Parts of the exercise:
A - Answer these questions about the chapatti post:
(i) What kind of stove does the writer cook over?
(ii) How many cups of flour does the recipe call for?
(iii) How long should the oiled dough be set aside?
B - Reproduce everything in the chapatti post from "First, in a" down to "from one batch.".

Given passage START

Sunday, July 31, 2011

Cookin' Tanzo Style


So cooking over kerosene stove, while limiting at times, is still enjoyable.  I love cooking so one of the most enjoyable parts of my day is cooking dinner.  So many people at home may be curious about the options available.  We actually have quite a bit: spinach, eggplant, hot peppers, bell pepper, onions, tomatoes, and potatoes.  I only miss a few things like cheap eggs (eggs are expensive for our budget), milk, cheese, and nice ready-to-cook meat.  I am lucky that I have an amazing family though, because I usually have some packages of tuna for some quick protein.  One of my favorite Tanzanian foods is chapati.  Chapatti is the African version of the Indian naan.  You may also say that it is just a thick tortilla.  Well anyways, I thought it might be fun to show here so if you are interested, you can try it out for yourself!

To make chapatti, you need 3 cups of flour (maybe a little extra to flour the rolling surface), oil, salt, and water.


First, in a bowl, combine 3 cups of flour, a pinch of salt, and about a tablespoon of oil.



Next, add enough water so that you are able to form one elastic ball of dough.




Break off pieces of dough, experiment with the size you want.  Roll out the dough, drizzle a little oil on the dough, and then roll the dough back up and set aside.  I am usually able to form between 8 to 10 balls from one batch.






After oiling all of the dough, set aside for 20 minutes to 1 hour.



After setting aside, roll out the chapattis into reasonably thin circles.  Again, the thickness is mainly up to your own preference. 

Heat about a tablespoon, or less, of oil in a pan.  After it is hot, add a chapatti.


When the chapatti is good and bubbly, it is time to flip.


After you cook them all, you can go traditional and enjoy with a hot bowl of beans, or make wraps.

Given passage END
Given data START

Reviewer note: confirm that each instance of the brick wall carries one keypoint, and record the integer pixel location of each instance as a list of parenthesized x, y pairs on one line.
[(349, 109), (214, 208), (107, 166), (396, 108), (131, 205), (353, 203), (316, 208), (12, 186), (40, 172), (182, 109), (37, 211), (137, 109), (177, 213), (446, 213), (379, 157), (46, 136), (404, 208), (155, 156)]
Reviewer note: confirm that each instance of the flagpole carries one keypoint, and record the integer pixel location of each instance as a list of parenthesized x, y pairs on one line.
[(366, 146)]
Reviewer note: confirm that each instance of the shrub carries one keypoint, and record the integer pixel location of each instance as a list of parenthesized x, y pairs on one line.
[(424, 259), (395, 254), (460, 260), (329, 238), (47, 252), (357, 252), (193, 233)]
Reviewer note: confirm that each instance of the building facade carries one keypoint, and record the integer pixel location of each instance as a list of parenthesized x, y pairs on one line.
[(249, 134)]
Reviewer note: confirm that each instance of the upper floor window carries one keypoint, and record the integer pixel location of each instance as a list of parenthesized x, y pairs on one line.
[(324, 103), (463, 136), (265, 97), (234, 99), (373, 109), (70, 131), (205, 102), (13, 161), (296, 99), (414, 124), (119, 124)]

Given data END

Replies:
A -
(i) A kerosene stove.
(ii) 3 cups.
(iii) 20 minutes to 1 hour.

B -
First, in a bowl, combine 3 cups of flour, a pinch of salt, and about a tablespoon of oil.



Next, add enough water so that you are able to form one elastic ball of dough.




Break off pieces of dough, experiment with the size you want.  Roll out the dough, drizzle a little oil on the dough, and then roll the dough back up and set aside.  I am usually able to form between 8 to 10 balls from one batch.